* _Data for processing_:
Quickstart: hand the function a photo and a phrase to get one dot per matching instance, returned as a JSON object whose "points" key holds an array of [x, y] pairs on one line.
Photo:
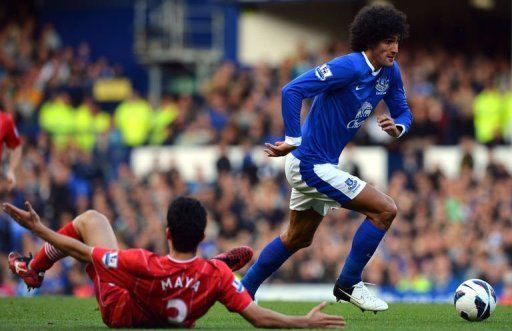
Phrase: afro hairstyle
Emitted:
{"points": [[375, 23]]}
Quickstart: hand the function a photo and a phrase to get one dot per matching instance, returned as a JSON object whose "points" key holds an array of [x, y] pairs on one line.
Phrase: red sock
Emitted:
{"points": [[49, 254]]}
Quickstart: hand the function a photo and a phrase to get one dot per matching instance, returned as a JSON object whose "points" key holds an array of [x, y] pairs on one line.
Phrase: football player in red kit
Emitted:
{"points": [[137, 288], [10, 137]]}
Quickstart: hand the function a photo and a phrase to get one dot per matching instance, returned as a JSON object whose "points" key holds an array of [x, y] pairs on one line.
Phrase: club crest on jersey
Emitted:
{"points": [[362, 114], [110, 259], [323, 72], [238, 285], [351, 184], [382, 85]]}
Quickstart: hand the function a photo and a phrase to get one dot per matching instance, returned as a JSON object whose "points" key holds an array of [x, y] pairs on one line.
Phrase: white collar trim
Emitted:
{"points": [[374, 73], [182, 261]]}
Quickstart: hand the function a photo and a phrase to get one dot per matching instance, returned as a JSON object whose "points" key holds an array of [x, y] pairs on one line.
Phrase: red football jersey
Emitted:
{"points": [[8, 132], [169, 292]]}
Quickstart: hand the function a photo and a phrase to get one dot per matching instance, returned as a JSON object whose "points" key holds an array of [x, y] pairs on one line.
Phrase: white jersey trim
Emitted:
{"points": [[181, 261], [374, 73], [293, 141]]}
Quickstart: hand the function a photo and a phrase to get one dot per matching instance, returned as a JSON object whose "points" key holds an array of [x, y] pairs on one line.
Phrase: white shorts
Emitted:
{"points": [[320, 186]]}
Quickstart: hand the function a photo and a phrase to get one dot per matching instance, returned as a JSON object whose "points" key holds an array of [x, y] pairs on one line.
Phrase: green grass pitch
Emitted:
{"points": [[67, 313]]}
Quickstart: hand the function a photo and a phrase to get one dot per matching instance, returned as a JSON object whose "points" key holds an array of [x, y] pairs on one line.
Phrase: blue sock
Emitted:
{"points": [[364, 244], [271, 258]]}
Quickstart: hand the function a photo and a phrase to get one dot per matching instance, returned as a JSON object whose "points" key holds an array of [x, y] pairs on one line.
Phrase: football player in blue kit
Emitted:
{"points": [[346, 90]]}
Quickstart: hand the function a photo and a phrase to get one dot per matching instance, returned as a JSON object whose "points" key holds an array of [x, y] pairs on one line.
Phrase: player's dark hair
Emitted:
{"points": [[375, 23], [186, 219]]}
--
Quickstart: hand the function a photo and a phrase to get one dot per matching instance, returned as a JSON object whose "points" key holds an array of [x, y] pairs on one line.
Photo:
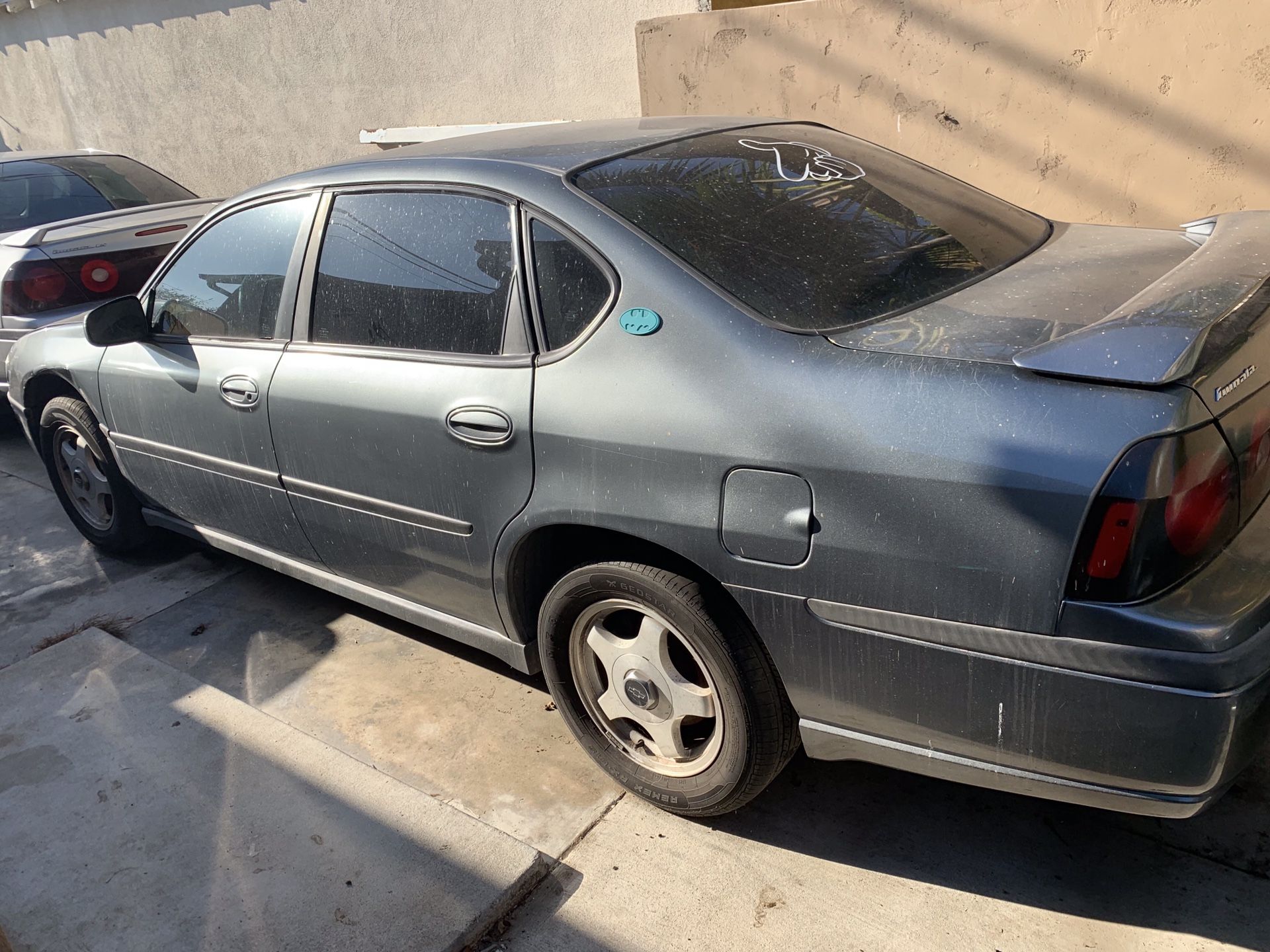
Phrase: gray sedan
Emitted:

* _Do this_: Locate every line above containing the word "football", and reproduce each of those lines in full.

* _The output_:
Phrase: football player in red kit
Phrase: red football jersey
Phrase: football player in blue kit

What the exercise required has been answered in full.